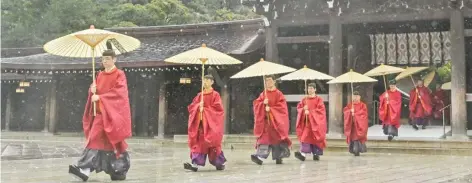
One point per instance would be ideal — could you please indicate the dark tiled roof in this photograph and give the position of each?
(153, 50)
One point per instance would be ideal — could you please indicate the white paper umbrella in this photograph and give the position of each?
(91, 43)
(306, 73)
(446, 86)
(263, 68)
(352, 77)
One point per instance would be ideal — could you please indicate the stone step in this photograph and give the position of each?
(414, 146)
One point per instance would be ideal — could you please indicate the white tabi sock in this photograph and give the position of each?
(85, 171)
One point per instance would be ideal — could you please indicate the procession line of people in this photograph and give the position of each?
(107, 123)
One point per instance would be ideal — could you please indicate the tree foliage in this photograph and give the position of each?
(34, 22)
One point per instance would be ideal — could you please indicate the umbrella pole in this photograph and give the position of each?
(265, 97)
(352, 96)
(385, 83)
(93, 78)
(201, 98)
(414, 85)
(306, 97)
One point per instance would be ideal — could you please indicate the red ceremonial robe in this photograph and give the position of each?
(420, 107)
(355, 127)
(390, 113)
(276, 129)
(439, 102)
(112, 125)
(312, 130)
(210, 134)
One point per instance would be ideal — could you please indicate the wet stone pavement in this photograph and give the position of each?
(46, 161)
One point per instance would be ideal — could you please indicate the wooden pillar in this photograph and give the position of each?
(52, 108)
(335, 69)
(134, 102)
(8, 109)
(162, 111)
(458, 88)
(226, 100)
(358, 56)
(272, 51)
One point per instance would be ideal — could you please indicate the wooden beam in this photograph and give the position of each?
(162, 117)
(53, 108)
(299, 97)
(217, 77)
(225, 98)
(8, 110)
(367, 18)
(321, 20)
(468, 32)
(15, 76)
(302, 39)
(379, 18)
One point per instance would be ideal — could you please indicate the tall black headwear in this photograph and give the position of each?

----

ASSIGNED TASK: Every line above should be retyped exactly; the pictures do not belong in the copy.

YOUR SOLUTION:
One point per instance would be ideal — could you please indicate the dark tiled roof in this photograph and give the position of each?
(153, 50)
One point per instance would be ideal — could you please indicate the white paper umbrella in this photograph and give the position of each?
(91, 43)
(306, 73)
(446, 86)
(263, 68)
(352, 77)
One point per instance would be ideal — could you please indicate the stone step in this photograph and give the position of each?
(414, 146)
One point per instance would be ideal — could you please indicate the white tabi sock in this photograph and give the position of each?
(85, 171)
One point per instance would be ideal — could you please indicate the procession line of people in this photograph and give the position of each?
(107, 123)
One point per instance would be ideal — could you please indicate the tree foliage in this photograph and give the position of each?
(34, 22)
One point per instance would be ideal — could you please indicate the umbrella pole in this photograph and give the position of each?
(265, 97)
(352, 96)
(385, 83)
(93, 78)
(201, 98)
(414, 85)
(306, 97)
One point per instance would be ideal — could you please indicate the red ceremonial robe in this photograph and give the position of each?
(420, 107)
(355, 127)
(390, 113)
(276, 129)
(439, 102)
(112, 125)
(312, 130)
(210, 134)
One point per instance would be ideal — could you please indicate the wet stone pavement in this photograph and give the position of each?
(46, 161)
One point per instance would be ideal — could you please indicate the wooden pillar in this photograph and give the position of each?
(52, 108)
(335, 69)
(134, 102)
(8, 109)
(162, 111)
(458, 88)
(226, 100)
(358, 56)
(272, 51)
One point per instance would be ideal — could you please indicate the wooden beam in this photograph and give the position of each?
(162, 117)
(53, 108)
(299, 97)
(217, 77)
(225, 98)
(8, 110)
(367, 18)
(321, 20)
(468, 32)
(15, 76)
(302, 39)
(379, 18)
One point per instance would be ideal — could you please indicate the tall black headwear in this photograph and give the position of each?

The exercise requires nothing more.